--- start of GIVEN TEXT ---

Function application over numpy's matrix row/column

petr picture petr · Nov 10, 2011 · Viewed 78.6k times · Source

I am using Numpy to store data into matrices. Coming from R background, there has been an extremely simple way to apply a function over row/columns or both of a matrix.

Is there something similar for python/numpy combination? It's not a problem to write my own little implementation but it seems to me that most of the versions I come up with will be significantly less efficient/more memory intensive than any of the existing implementation.

I would like to avoid copying from the numpy matrix to a local variable etc., is that possible?

The functions I am trying to implement are mainly simple comparisons (e.g. how many elements of a certain column are smaller than number x or how many of them have absolute value larger than y).

Answer

unutbu picture unutbu · Nov 10, 2011

Almost all numpy functions operate on whole arrays, and/or can be told to operate on a particular axis (row or column).

As long as you can define your function in terms of numpy functions acting on numpy arrays or array slices, your function will automatically operate on whole arrays, rows or columns.

It may be more helpful to ask about how to implement a particular function to get more concrete advice.


Numpy provides np.vectorize and np.frompyfunc to turn Python functions which operate on numbers into functions that operate on numpy arrays.

For example,

def myfunc(a,b):
    if (a>b): return a
    else: return b
vecfunc = np.vectorize(myfunc)
result=vecfunc([[1,2,3],[5,6,9]],[7,4,5])
print(result)
# [[7 4 5]
#  [7 6 9]]

(The elements of the first array get replaced by the corresponding element of the second array when the second is bigger.)

But don't get too excited; np.vectorize and np.frompyfunc are just syntactic sugar. They don't actually make your code any faster. If your underlying Python function is operating on one value at a time, then np.vectorize will feed it one item at a time, and the whole operation is going to be pretty slow (compared to using a numpy function which calls some underlying C or Fortran implementation).


To count how many elements of column x are smaller than a number y, you could use an expression such as:

(array['x']<y).sum()

For example:

import numpy as np
array=np.arange(6).view([('x',np.int),('y',np.int)])
print(array)
# [(0, 1) (2, 3) (4, 5)]

print(array['x'])
# [0 2 4]

print(array['x']<3)
# [ True  True False]

print((array['x']<3).sum())
# 2

--- end of GIVEN TEXT ---

GIVEN EXERCISE 1 | In the thread about numpy, what programming background does the person asking come from?

--- start of RECORD SET ---

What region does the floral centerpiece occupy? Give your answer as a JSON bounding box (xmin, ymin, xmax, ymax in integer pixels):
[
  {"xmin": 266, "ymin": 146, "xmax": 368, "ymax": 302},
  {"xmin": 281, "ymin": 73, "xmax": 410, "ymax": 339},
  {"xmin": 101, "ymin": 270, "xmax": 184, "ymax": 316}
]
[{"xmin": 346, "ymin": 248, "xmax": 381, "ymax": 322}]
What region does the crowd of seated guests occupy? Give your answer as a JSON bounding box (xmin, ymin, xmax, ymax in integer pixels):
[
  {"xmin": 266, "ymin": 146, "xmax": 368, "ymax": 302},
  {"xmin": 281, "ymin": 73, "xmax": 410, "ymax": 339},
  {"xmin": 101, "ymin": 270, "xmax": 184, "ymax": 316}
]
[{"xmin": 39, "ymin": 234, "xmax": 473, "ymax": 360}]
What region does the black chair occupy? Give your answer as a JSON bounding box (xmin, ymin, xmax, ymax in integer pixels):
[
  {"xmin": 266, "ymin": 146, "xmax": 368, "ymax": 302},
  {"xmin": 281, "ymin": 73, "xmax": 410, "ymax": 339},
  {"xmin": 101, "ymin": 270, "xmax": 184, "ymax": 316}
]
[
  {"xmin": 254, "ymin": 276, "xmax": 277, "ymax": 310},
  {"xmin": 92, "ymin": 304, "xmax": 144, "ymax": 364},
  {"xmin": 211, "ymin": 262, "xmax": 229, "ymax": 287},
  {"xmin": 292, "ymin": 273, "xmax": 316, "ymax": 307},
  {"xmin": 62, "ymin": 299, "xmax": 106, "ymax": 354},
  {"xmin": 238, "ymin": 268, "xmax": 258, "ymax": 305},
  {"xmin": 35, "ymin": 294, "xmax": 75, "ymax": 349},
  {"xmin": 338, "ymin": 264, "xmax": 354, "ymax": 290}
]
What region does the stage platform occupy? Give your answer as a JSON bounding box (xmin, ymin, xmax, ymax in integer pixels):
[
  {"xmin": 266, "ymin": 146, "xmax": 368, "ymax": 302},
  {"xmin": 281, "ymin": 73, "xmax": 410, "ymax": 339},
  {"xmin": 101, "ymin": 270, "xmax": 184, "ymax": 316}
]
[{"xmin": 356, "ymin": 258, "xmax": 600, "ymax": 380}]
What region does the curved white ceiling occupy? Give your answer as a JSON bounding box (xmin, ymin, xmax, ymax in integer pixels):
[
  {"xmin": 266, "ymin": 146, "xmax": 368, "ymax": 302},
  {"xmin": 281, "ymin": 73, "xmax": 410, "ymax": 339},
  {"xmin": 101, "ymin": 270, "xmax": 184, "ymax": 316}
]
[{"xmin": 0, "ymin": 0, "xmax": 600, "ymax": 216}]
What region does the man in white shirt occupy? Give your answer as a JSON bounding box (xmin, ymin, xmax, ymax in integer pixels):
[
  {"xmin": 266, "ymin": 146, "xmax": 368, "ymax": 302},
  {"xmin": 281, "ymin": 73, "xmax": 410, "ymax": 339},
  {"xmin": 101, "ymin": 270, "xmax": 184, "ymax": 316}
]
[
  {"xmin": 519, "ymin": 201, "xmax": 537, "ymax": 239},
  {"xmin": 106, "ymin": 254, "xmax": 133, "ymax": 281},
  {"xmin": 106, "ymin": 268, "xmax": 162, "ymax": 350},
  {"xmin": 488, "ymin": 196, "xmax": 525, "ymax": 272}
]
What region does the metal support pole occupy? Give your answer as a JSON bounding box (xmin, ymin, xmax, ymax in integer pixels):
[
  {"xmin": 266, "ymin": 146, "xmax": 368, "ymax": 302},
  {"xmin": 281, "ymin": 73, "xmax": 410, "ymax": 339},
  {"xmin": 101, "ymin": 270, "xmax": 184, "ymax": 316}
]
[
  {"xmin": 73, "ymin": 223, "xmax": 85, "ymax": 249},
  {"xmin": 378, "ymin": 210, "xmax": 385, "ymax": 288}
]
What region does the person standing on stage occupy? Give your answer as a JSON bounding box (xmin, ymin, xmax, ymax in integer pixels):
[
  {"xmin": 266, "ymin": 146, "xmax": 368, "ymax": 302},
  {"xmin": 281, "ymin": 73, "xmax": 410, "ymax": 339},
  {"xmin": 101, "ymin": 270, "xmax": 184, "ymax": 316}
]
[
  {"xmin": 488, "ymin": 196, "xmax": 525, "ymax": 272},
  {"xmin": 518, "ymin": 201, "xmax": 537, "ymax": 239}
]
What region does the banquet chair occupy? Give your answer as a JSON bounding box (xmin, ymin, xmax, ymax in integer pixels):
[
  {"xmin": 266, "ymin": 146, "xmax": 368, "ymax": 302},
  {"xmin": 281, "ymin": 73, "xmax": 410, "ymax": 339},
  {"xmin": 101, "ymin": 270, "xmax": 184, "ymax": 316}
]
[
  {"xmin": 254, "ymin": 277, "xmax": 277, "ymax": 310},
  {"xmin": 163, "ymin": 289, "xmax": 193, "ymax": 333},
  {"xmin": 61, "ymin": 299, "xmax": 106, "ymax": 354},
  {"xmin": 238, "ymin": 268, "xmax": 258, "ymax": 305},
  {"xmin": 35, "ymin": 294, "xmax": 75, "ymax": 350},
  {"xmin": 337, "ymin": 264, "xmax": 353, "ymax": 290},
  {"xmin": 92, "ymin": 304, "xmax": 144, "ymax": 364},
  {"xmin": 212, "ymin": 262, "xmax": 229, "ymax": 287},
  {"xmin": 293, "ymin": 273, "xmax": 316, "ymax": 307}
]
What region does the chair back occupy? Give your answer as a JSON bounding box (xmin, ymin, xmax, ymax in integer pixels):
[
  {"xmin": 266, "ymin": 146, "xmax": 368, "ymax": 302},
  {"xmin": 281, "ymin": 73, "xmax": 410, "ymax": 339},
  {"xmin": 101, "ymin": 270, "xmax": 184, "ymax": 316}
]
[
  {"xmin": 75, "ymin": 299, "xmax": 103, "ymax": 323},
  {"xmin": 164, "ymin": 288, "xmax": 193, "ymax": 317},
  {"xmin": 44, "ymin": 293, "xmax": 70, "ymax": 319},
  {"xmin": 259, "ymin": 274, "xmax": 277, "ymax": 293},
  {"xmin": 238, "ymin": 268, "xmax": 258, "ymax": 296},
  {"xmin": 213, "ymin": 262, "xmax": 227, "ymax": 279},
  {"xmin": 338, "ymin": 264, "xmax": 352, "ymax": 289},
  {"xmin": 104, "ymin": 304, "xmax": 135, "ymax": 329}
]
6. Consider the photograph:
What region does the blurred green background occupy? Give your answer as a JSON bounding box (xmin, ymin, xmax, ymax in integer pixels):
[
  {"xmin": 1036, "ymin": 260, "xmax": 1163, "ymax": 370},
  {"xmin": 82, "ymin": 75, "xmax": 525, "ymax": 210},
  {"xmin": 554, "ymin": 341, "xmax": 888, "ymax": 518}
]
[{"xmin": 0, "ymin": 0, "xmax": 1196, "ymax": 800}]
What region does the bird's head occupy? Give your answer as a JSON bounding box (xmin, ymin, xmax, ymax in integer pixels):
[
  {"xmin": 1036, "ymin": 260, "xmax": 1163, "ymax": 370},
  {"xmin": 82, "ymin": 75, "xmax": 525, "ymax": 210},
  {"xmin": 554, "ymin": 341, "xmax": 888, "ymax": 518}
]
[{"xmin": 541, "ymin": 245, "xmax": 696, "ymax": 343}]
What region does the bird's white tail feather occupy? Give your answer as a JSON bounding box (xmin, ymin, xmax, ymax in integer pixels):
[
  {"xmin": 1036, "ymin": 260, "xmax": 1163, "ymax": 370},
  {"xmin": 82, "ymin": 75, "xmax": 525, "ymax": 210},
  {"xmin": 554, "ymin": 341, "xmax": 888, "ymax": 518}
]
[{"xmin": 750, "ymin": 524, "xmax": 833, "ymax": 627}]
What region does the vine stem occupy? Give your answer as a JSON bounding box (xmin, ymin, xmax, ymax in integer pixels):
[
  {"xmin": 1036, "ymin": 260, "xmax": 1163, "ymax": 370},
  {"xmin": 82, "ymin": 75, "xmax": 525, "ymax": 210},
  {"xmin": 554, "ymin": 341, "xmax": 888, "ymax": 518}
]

--- end of RECORD SET ---

GIVEN EXERCISE 2 | Print the portion of the rows that begins with the line containing "What region does the bird's white" and continues through the final line of the rows, including both ends, character for character and with nothing else.

CORRECT RESPONSE 1 | R

CORRECT RESPONSE 2 |
What region does the bird's white tail feather occupy? Give your answer as a JSON bounding box (xmin, ymin, xmax, ymax in integer pixels):
[
  {"xmin": 1036, "ymin": 260, "xmax": 1163, "ymax": 370},
  {"xmin": 82, "ymin": 75, "xmax": 525, "ymax": 210},
  {"xmin": 554, "ymin": 341, "xmax": 888, "ymax": 518}
]
[{"xmin": 750, "ymin": 524, "xmax": 833, "ymax": 627}]
What region does the vine stem occupy? Give your answer as a JSON bounding box (xmin, ymin, xmax, ymax in integer pixels):
[
  {"xmin": 1036, "ymin": 260, "xmax": 1163, "ymax": 370},
  {"xmin": 82, "ymin": 75, "xmax": 525, "ymax": 210},
  {"xmin": 554, "ymin": 341, "xmax": 888, "ymax": 518}
]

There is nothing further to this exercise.